• Written problem
Reproduce, without any changes, only the lines of the entries below that run from the line containing "the keyboard key" through the line containing "column 406, row 91", inclusive.

─── Information provided ───

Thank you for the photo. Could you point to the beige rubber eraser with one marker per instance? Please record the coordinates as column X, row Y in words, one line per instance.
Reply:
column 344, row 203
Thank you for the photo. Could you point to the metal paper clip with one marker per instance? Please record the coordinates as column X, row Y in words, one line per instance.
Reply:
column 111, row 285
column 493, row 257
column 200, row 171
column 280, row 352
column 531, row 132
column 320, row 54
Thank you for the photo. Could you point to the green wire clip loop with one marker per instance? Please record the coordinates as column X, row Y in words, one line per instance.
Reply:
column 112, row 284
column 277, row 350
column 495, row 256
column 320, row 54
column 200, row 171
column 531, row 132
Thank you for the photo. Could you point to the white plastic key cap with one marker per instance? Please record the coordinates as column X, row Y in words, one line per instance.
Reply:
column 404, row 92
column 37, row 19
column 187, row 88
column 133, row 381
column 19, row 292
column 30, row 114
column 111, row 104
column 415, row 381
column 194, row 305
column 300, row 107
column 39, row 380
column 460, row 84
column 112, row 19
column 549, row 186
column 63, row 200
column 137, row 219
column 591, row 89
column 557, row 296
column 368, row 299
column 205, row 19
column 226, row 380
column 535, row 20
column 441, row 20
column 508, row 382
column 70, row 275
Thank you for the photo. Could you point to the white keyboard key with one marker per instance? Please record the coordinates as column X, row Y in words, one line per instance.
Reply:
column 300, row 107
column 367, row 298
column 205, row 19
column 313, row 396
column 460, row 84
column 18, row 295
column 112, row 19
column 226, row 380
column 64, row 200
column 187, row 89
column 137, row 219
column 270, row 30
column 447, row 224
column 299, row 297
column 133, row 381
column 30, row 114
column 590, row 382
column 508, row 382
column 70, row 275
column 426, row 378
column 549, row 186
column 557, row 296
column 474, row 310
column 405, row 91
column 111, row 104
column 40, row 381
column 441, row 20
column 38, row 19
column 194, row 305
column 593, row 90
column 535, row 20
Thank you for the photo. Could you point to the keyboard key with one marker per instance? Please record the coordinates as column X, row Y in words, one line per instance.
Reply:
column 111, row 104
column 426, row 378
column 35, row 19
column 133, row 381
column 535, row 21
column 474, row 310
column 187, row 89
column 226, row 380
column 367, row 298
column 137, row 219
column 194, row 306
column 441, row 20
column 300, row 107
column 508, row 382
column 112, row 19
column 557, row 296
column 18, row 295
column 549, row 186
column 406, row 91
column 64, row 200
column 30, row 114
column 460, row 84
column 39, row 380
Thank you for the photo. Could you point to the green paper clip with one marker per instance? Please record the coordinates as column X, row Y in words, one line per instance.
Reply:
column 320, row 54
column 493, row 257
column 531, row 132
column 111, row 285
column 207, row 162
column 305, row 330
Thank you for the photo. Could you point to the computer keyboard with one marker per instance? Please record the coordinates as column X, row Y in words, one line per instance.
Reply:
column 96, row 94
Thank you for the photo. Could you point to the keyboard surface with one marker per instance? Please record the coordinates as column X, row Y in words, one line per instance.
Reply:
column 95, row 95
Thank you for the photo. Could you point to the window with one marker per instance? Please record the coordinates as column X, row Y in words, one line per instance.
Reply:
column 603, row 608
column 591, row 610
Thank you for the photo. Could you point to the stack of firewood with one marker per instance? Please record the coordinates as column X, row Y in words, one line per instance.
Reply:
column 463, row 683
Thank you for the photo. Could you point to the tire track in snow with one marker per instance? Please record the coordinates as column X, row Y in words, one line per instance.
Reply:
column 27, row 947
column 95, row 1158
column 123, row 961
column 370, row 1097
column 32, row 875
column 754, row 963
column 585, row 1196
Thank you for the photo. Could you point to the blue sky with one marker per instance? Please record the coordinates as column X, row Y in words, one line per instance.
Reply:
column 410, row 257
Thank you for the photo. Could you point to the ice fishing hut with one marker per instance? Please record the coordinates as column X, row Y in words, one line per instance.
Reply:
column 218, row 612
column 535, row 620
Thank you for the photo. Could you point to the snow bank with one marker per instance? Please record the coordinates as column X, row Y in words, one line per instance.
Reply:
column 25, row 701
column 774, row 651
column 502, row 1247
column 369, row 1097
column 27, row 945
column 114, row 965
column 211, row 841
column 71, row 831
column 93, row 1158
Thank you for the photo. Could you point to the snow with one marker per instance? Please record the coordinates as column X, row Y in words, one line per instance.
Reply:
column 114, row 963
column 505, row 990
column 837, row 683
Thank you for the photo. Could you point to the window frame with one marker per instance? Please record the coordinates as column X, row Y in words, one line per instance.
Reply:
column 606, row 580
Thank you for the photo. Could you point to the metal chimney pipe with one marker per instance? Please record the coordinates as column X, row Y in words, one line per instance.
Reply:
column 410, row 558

───

• Final answer
Thank you for the photo. Could you point to the keyboard key with one marker per instance? Please record the coordinates as column X, row Y in words, one line per instance.
Reply:
column 111, row 104
column 426, row 378
column 35, row 19
column 133, row 381
column 535, row 21
column 474, row 310
column 187, row 89
column 226, row 380
column 367, row 298
column 137, row 219
column 194, row 306
column 441, row 20
column 300, row 107
column 508, row 382
column 112, row 19
column 557, row 296
column 18, row 295
column 549, row 186
column 406, row 91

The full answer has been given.